Passage shown:
= = = = =

Strategy 3: Zero-Line Crossover Trend Momentum
Market environment: trending · Best timeframe: 4H, 1H
The zero-line crossover is the most reliable RCI signal in trending markets. A cross above 0 means the rank correlation has turned positive: more bars in the window have prices aligned with time order than against it. Combined with a price above the 50 EMA, this produces entries that catch trends early. I use this strategy on ES futures 4H charts where trends persist for 3-7 days.
- Calculate RCI:
rci_val = ta.rci(close, 10) - Calculate trend filter:
ema50 = ta.ema(close, 50) - Long entry: close above ema50 AND ta.crossover(rci_val, 0) : price in a confirmed trend and RCI just turned positive for the first time in at least 5 bars
- Short entry: close below ema50 AND ta.crossunder(rci_val, 0) : price in a downtrend and RCI just confirmed negative rank alignment
- Stop-loss: 1 x ATR(14) below the entry bar's low (long) or above the entry bar's high (short)
- Exit: RCI crosses back below 0 (long) or back above 0 (short). Once the rank alignment breaks, the trend edge is gone
Adding a volume confirmation improves this strategy. If the zero-line crossover happens on below-average volume, the signal is roughly 40% less reliable. I tested this on ES 4H for the first half of 2023 and the volume filter alone improved the win rate from 51% to 64%.
| Strategy | Market Type | Win Rate Range | Best Pair | Risk Level |
|---|---|---|---|---|
| Oversold Reversal | Ranging to Bullish | ~55-65% | ATR + Zero-Line | Medium |
| Divergence + RSI | Trend Reversal | ~50-60% | RSI + ATR | Medium |
| Zero-Line Momentum | Trending | ~55-65% | EMA 50 + Volume | Low-Medium |
Win rate ranges are approximate illustrations based on 2015-2024 S&P 500 data. Past performance does not guarantee future results.
Disclaimer: The strategies above are for educational purposes only and do not constitute investment advice. Past performance does not guarantee future results. Always apply proper risk management and position sizing.
RCI vs RSI vs Stochastic
How does the Rank Correlation Index compare to other momentum oscillators available in TradingView? The two closest alternatives are the Relative Strength Index (RSI) and the Stochastic oscillator. All three measure momentum in some form, but RCI is the only one that uses rank-based statistics rather than price magnitude or range. The table below breaks down the key differences.
| Feature | RCI | RSI | Stochastic |
|---|---|---|---|
| Type | Rank-based momentum | Gain/loss momentum | Range momentum |
| Scale | -100 to +100 | 0 to 100 | 0 to 100 |
| Formula | Spearman rank correlation | RS = AvgGain / AvgLoss | (Close - Min) / (Max - Min) x 100 |
| Key levels | +80 / -80 | 70 / 30 | 80 / 20 |
| Best use | Short-term overbought/oversold | Swing trading | Day trading |
So which one should you use? I reach for the RCI when I want a momentum reading that resists distortion from outlier bars. In volatile markets like crypto, the RCI's rank-based design keeps the oscillator stable while RSI can swing from 80 to 20 on a single extreme bar. The RSI is better when I need a more sensitive reading of the exact gain/loss ratio over the period. The Stochastic oscillator works best for day trading where position within the bar range matters more than the sequential order of closes.

= = = = =

Problems and tasks:
A: Name every strategy listed in the summary table of the RCI trading passage.
B: Duplicate the RCI trading passage from "Disclaimer: The strategies" to "the key differences.".
C: Pick up the RCI trading passage after its final sentence and keep writing.

Rows from an object pointing dataset:

= = = = =

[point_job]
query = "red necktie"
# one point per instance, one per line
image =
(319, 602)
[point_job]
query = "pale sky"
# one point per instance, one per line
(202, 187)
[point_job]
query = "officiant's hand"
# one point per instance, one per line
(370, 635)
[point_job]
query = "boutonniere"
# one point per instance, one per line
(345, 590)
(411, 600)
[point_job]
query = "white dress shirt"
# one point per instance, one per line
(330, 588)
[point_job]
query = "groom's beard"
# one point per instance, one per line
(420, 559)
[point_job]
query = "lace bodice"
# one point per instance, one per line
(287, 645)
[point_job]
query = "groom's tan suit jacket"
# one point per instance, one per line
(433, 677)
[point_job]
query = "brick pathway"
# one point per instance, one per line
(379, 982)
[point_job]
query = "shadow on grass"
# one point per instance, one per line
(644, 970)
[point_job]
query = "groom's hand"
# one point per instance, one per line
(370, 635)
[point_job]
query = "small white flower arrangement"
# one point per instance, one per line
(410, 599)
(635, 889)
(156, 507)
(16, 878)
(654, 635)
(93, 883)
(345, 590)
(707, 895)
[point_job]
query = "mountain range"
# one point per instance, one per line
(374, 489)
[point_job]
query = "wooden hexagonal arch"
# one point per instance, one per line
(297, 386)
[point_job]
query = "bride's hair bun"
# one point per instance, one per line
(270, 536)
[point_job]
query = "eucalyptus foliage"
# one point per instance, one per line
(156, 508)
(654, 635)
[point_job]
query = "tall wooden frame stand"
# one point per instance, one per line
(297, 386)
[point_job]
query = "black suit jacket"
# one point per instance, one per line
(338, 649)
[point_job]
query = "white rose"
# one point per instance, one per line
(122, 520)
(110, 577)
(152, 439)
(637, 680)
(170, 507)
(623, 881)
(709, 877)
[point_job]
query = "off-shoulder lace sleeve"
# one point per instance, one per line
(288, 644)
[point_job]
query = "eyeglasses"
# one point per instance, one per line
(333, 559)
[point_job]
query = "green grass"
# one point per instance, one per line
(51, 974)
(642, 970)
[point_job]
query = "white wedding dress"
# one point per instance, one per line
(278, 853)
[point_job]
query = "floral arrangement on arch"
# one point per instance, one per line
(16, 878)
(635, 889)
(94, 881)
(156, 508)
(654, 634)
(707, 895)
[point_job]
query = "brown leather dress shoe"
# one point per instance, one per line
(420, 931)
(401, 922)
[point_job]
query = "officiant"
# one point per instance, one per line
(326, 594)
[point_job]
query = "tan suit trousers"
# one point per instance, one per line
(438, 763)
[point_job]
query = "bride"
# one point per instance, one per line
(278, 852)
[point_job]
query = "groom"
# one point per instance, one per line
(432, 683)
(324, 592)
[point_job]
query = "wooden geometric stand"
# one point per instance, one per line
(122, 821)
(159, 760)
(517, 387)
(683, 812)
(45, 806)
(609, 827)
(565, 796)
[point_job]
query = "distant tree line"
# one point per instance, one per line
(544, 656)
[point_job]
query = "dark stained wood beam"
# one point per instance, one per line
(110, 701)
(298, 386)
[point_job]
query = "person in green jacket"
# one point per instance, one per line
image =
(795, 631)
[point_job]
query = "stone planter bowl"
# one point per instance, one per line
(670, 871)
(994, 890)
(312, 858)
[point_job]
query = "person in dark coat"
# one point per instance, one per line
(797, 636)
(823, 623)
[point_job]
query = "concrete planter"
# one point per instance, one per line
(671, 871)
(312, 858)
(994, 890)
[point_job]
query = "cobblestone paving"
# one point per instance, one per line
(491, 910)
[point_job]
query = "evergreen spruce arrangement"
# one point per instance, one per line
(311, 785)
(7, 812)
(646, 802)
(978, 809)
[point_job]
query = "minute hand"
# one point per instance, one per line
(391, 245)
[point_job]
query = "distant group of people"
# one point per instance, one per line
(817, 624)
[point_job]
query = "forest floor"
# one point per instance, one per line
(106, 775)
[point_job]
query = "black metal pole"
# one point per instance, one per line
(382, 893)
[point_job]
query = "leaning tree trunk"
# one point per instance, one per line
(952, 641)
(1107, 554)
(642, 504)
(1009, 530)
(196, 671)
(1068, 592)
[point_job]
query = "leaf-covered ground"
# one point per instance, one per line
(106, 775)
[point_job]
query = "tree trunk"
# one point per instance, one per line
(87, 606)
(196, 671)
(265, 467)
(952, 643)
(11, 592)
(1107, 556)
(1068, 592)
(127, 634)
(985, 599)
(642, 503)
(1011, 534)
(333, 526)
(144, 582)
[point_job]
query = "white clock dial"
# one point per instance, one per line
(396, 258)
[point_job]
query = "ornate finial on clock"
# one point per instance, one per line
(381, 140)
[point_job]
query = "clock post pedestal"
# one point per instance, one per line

= = = = =

Answers for the tasks:
A:
Oversold Reversal
Divergence + RSI
Zero-Line Momentum

B:
Disclaimer: The strategies above are for educational purposes only and do not constitute investment advice. Past performance does not guarantee future results. Always apply proper risk management and position sizing.
RCI vs RSI vs Stochastic
How does the Rank Correlation Index compare to other momentum oscillators available in TradingView? The two closest alternatives are the Relative Strength Index (RSI) and the Stochastic oscillator. All three measure momentum in some form, but RCI is the only one that uses rank-based statistics rather than price magnitude or range. The table below breaks down the key differences.

C:
The practical difference in signal frequency: RCI at -100 to +100 gives you a clear center line at 0 for trend filtering, which RSI lacks at 50 (50 is not zero correlation, it is balanced gains and losses). RSI's 50 midline is useful but not as statistically meaningful as RCI's 0. I personally use RCI for trend identification via the zero line and RSI for exact overbought/oversold timing. They complement each other. For the average retail trader on daily charts, RSI is easier to learn first. The RCI is a step up in statistical rigor.
Common Mistakes When Using the RCI
1. Treating +80 as a hard sell signal
RCI above +80 means rank alignment is strong and the trend has momentum on its side. Selling at every +80 reading in a bull trend means shorting into strength. The SPY daily RCI stayed above +80 for 14 consecutive bars in November 2023 while price gained 5%. Wait for RCI to cross back below +80 before considering a short.
2. Using the default 10-period on all timeframes
The default 10-period RCI works well on 4H and daily charts. On a 5-minute chart, RCI(10) covers 50 minutes of data. That is too slow for intraday reversals. Drop the period to 5 for lower timeframes and keep 10-14 for daily or higher. I stopped using RCI below the 1H timeframe because the rank shuffling produced more noise than signal.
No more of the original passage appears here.